**WHAT IS REQUIRED**
Starting at the line that contains "x=77, y=114" in the listing below, write out every line word for word until you have written the line that contains "x=34, y=216".
○ ○ ○ ○ ○ ○ ○
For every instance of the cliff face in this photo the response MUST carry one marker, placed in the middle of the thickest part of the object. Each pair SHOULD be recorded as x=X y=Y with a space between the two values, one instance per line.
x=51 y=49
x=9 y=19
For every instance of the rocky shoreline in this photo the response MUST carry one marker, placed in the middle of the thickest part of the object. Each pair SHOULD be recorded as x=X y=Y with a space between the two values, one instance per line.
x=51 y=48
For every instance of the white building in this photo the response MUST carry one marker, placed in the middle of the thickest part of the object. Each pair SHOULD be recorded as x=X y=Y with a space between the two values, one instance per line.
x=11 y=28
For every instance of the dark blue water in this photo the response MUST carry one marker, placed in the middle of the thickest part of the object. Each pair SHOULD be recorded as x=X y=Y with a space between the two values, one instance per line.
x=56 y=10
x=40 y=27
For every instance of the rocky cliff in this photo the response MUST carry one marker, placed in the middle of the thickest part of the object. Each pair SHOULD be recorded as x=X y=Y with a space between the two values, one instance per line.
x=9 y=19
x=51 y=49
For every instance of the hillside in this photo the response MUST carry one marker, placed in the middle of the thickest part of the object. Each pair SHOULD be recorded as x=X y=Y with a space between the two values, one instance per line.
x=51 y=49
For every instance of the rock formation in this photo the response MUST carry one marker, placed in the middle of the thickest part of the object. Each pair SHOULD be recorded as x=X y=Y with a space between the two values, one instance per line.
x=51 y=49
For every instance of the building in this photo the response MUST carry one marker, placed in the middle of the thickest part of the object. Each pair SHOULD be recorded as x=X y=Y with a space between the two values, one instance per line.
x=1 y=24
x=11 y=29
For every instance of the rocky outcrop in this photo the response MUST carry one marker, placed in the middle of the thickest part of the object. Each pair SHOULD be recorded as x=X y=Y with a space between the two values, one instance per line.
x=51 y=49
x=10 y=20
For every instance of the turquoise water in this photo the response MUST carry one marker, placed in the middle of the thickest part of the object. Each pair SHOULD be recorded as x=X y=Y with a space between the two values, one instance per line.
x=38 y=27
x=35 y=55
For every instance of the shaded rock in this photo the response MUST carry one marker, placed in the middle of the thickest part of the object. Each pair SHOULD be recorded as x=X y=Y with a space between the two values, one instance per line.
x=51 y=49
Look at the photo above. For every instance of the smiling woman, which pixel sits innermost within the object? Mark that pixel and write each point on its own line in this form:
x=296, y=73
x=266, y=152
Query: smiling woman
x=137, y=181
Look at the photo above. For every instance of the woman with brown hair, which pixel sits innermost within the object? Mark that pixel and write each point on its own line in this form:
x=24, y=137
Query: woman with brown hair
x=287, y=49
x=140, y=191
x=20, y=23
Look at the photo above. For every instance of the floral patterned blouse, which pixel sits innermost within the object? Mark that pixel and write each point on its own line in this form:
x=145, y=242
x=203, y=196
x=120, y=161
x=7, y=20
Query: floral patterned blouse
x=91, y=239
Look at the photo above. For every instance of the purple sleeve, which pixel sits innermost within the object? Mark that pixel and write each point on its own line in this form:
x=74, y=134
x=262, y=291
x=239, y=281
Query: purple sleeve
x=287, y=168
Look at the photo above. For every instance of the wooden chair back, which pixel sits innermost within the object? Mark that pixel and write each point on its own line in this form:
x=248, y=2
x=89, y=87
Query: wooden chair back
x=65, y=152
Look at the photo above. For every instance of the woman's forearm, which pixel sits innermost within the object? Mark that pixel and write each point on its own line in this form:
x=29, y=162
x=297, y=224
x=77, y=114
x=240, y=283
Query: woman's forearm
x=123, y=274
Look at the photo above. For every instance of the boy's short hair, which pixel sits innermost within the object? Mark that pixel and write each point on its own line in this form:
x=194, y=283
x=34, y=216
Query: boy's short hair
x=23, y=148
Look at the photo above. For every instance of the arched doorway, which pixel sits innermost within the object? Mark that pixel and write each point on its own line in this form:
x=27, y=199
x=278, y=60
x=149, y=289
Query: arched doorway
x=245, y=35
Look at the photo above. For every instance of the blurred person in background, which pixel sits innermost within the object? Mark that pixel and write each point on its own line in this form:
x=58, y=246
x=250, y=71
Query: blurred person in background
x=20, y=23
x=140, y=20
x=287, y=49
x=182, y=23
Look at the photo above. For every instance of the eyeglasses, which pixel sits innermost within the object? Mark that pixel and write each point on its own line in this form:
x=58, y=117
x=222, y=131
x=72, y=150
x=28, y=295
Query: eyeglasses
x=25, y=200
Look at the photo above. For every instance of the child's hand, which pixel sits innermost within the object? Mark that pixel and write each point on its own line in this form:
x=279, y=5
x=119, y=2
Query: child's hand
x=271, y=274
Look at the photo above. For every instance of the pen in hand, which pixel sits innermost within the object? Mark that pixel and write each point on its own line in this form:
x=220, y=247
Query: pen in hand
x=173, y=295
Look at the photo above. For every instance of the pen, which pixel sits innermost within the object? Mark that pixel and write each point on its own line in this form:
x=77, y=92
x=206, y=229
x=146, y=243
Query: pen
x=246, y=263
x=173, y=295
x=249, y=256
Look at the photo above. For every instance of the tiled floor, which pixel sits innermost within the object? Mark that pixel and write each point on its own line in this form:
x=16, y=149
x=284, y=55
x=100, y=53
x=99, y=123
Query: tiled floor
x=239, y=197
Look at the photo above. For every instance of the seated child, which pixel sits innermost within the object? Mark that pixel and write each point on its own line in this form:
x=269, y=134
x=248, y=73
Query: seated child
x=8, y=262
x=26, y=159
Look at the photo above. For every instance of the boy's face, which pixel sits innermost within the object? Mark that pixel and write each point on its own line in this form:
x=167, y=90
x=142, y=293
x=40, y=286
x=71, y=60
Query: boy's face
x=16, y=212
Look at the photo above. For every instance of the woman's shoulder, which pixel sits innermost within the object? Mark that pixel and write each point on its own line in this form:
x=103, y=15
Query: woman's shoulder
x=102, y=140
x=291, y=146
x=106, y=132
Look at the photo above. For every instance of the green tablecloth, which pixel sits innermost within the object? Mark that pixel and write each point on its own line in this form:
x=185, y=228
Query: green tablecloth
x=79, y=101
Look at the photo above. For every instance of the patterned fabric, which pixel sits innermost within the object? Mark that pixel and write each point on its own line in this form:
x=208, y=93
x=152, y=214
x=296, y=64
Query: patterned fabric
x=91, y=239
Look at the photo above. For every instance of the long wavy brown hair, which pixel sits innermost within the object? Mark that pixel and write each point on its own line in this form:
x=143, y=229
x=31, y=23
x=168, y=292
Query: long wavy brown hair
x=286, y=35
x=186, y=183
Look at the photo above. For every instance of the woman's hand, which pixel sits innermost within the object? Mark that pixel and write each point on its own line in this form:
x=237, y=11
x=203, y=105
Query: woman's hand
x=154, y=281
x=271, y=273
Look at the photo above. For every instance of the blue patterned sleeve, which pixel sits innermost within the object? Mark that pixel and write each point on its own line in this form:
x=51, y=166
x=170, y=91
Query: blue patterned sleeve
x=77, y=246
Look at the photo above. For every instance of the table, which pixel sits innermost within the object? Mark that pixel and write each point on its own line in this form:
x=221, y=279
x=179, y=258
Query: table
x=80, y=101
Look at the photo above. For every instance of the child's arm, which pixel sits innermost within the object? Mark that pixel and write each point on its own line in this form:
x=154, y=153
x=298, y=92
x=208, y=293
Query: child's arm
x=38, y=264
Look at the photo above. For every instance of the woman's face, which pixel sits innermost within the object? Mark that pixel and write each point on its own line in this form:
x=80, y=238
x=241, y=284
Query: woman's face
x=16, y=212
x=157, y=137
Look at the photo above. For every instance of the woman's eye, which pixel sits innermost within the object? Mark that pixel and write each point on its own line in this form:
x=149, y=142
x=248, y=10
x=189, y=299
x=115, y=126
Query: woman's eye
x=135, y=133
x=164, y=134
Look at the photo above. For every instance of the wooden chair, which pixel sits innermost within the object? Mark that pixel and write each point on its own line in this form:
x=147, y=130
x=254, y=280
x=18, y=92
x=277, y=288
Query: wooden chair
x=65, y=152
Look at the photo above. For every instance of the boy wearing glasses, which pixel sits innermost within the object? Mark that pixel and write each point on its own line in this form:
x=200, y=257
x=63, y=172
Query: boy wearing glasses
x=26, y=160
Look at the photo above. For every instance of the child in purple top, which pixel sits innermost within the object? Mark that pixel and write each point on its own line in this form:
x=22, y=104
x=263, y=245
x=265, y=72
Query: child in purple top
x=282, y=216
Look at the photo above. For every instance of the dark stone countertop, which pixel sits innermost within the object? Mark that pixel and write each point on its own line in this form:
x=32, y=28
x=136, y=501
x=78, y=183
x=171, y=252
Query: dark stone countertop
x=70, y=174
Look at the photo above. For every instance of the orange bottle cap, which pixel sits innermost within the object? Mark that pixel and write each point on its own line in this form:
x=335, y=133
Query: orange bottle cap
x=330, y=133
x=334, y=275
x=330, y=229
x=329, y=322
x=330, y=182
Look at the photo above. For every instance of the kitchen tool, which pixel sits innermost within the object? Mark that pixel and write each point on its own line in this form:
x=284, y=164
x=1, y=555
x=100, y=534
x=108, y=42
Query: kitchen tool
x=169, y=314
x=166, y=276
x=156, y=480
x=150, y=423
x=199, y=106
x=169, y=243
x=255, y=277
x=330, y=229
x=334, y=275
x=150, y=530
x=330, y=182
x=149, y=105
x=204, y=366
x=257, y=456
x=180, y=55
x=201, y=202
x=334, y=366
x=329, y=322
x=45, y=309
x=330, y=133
○ ○ ○ ○ ○ ○ ○
**WRITTEN ANSWER**
x=77, y=114
x=240, y=283
Query: woman's forearm
x=123, y=274
Look at the photo above. For every instance of the boy's short hair, which pixel sits innermost within the object? Mark that pixel and write each point on its own line in this form:
x=194, y=283
x=34, y=216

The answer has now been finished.